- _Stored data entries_
+-------+

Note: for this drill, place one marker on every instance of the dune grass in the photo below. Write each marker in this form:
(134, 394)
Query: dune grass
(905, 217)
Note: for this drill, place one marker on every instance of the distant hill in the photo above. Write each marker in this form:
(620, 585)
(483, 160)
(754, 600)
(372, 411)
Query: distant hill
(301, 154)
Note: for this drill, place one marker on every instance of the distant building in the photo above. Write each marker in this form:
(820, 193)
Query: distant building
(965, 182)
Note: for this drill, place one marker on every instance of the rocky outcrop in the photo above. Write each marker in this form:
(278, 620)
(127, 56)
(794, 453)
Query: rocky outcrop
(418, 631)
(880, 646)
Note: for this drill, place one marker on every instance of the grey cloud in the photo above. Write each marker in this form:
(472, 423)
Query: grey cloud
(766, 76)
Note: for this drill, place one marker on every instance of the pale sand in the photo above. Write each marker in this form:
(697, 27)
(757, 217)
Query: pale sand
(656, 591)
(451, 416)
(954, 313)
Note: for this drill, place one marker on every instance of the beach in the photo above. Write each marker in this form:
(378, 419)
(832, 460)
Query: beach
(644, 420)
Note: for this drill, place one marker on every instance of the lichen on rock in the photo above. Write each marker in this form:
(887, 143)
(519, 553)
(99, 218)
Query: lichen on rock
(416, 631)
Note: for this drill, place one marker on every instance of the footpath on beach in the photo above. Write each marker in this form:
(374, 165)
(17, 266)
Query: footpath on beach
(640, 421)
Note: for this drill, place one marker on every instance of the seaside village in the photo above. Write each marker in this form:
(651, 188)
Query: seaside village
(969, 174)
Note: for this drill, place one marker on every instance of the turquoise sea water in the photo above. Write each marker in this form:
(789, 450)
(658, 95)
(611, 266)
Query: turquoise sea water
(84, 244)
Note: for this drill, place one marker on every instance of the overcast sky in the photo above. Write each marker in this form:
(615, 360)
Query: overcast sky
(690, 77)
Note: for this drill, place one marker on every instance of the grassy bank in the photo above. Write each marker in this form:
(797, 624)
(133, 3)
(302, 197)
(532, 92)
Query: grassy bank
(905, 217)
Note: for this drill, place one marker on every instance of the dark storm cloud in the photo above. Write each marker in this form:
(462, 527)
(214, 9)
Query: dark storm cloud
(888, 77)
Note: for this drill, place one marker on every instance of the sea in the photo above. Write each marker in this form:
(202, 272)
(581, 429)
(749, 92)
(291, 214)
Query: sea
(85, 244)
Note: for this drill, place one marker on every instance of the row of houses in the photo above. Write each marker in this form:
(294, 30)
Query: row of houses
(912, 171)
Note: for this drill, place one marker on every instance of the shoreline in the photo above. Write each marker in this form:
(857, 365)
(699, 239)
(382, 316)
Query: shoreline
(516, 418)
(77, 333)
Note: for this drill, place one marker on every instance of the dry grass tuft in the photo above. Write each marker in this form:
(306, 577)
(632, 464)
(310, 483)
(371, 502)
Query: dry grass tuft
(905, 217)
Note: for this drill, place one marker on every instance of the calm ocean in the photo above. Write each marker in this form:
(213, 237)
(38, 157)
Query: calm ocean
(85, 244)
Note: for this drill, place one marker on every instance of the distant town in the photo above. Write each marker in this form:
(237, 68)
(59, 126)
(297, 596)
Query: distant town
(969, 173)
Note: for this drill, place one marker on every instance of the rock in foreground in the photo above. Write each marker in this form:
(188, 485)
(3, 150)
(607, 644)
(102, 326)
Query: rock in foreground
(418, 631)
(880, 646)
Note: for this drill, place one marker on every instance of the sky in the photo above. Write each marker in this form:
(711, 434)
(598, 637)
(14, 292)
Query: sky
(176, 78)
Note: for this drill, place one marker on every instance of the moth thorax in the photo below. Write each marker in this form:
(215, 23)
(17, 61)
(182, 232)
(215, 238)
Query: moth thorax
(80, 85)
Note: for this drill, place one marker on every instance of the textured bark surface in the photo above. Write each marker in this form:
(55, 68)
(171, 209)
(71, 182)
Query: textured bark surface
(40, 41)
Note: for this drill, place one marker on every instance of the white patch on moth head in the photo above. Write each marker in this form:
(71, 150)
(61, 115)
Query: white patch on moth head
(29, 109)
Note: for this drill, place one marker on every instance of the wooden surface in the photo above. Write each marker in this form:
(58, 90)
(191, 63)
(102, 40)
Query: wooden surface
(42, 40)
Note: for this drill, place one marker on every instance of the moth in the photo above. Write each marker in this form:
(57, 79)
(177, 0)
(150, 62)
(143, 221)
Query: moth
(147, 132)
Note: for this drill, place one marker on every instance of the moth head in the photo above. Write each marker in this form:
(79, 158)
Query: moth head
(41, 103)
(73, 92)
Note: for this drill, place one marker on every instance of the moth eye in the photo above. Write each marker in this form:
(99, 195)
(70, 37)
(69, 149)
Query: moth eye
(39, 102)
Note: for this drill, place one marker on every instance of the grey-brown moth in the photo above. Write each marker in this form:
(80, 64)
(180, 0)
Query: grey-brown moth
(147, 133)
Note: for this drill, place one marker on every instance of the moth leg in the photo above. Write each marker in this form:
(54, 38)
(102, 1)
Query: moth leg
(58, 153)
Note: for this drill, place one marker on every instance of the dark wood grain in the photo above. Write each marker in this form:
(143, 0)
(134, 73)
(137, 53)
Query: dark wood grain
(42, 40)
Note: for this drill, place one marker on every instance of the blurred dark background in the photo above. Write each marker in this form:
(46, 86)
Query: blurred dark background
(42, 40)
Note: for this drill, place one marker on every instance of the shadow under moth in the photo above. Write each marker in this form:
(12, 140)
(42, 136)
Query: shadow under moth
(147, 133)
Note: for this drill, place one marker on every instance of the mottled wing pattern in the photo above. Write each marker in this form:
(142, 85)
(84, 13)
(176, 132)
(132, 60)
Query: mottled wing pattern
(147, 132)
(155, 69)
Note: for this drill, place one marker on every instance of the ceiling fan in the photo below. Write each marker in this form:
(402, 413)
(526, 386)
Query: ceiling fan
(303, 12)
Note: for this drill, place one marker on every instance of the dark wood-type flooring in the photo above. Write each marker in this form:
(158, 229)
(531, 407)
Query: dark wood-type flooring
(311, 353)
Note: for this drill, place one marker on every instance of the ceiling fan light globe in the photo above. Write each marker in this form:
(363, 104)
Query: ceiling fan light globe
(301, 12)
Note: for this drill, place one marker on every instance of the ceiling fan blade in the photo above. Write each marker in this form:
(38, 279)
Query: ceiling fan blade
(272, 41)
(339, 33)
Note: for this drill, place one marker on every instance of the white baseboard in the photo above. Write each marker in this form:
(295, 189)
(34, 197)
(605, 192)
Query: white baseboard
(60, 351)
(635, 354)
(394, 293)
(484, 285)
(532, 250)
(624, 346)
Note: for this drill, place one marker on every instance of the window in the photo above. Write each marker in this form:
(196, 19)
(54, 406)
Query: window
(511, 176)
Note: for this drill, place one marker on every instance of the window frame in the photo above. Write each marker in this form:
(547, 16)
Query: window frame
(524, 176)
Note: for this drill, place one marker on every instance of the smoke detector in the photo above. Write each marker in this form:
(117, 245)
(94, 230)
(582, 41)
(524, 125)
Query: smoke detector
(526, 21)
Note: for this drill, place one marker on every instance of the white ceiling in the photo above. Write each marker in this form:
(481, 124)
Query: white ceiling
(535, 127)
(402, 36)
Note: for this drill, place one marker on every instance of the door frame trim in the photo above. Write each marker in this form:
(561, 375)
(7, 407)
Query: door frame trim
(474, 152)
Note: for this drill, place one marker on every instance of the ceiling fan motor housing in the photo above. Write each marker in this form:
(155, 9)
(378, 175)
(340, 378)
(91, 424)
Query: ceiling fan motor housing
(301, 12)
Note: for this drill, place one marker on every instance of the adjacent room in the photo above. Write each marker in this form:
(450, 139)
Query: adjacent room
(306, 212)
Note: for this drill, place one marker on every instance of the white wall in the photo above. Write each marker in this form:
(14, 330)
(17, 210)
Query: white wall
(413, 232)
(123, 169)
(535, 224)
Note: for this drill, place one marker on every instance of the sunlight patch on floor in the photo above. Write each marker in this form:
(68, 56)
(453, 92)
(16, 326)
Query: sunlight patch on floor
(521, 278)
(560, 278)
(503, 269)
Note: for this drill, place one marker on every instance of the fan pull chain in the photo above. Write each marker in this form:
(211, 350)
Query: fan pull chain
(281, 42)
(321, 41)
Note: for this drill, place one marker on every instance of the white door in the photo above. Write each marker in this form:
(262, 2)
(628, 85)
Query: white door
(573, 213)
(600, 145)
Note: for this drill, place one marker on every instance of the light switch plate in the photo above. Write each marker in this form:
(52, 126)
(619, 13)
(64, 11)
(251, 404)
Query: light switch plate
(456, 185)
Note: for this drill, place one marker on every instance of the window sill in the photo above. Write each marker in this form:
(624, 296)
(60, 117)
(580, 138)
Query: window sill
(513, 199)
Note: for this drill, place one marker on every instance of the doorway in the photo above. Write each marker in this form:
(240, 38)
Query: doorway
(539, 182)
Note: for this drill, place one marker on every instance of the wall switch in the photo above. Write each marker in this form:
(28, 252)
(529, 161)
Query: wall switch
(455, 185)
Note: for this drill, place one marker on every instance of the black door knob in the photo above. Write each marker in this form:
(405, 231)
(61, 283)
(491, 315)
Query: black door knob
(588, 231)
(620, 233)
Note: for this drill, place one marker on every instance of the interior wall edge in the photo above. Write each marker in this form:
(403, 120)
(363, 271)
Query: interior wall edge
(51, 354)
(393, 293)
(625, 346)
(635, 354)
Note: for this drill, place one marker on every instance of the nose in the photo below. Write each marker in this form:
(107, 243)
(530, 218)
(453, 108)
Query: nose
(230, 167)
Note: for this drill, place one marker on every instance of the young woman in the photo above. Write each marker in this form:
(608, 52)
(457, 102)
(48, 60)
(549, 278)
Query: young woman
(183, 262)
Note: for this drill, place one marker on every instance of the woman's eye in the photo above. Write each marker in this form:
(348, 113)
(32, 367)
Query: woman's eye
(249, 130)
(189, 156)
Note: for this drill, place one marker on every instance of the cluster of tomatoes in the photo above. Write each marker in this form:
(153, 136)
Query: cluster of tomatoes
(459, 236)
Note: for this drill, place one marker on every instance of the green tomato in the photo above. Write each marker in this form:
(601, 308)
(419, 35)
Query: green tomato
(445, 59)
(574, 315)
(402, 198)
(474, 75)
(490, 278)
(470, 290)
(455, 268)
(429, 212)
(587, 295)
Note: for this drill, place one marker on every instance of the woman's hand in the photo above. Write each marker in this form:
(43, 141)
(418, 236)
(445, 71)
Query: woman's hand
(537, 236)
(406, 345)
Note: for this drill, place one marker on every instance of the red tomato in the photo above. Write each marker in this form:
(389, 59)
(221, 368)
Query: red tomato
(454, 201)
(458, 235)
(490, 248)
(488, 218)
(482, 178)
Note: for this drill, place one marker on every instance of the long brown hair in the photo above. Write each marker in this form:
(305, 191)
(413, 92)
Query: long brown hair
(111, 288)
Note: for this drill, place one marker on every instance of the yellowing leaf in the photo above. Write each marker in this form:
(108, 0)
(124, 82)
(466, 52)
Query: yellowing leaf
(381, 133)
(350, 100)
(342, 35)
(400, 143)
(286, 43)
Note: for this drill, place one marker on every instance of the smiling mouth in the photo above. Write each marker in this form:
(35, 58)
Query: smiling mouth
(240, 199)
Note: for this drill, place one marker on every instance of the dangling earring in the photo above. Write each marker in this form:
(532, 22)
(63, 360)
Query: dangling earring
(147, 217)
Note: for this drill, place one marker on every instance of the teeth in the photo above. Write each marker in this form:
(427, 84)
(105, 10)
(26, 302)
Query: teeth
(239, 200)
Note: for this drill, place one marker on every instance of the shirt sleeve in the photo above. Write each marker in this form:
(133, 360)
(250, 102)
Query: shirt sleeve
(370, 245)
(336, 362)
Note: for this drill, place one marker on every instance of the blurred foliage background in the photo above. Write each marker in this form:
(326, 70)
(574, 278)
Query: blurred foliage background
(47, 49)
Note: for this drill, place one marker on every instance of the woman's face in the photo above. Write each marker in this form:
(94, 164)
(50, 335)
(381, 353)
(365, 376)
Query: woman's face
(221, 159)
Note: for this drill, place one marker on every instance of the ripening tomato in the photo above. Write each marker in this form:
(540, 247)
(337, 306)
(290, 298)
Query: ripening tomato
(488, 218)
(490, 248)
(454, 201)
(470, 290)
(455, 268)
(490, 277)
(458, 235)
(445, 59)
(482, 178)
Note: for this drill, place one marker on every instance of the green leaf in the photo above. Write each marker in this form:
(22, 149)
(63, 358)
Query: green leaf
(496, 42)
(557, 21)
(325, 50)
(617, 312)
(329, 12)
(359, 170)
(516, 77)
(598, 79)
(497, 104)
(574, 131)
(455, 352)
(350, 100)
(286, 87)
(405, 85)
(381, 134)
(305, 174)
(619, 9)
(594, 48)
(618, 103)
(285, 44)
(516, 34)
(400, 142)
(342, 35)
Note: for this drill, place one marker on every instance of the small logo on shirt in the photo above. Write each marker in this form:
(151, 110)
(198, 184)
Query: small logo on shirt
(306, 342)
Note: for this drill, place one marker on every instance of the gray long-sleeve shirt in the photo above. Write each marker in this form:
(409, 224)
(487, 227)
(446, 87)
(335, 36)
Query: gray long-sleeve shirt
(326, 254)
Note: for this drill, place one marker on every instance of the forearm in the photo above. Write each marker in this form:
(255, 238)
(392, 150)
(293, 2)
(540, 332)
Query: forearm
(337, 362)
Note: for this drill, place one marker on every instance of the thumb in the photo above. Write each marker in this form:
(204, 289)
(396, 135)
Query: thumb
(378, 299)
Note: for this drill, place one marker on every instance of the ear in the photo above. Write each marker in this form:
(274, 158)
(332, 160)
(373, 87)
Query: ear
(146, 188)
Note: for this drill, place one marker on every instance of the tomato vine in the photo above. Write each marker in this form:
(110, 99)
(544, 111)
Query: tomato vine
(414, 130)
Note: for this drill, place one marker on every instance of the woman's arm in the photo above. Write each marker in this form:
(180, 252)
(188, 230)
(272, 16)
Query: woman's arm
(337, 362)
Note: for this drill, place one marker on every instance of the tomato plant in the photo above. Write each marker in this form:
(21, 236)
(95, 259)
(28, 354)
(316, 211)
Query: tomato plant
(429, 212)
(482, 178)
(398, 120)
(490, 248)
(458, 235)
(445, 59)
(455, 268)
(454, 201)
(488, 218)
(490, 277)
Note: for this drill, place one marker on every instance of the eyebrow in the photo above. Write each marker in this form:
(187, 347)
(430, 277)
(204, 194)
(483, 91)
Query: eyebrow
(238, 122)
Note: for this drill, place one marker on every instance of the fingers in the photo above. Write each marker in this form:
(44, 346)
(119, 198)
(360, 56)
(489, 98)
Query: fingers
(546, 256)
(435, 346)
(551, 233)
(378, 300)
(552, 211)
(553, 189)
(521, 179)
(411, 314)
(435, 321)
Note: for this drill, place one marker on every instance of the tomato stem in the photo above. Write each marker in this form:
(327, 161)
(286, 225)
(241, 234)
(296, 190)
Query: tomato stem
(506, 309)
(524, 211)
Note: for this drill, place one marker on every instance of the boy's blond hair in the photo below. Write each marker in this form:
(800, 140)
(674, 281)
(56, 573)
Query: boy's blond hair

+-------+

- _Task item_
Show all lines in the records above that hold "blond".

- _Result for this task_
Note: for this drill, place one marker on every instance of the boy's blond hair in the photo below. Write each marker in this form:
Query: boy's blond hair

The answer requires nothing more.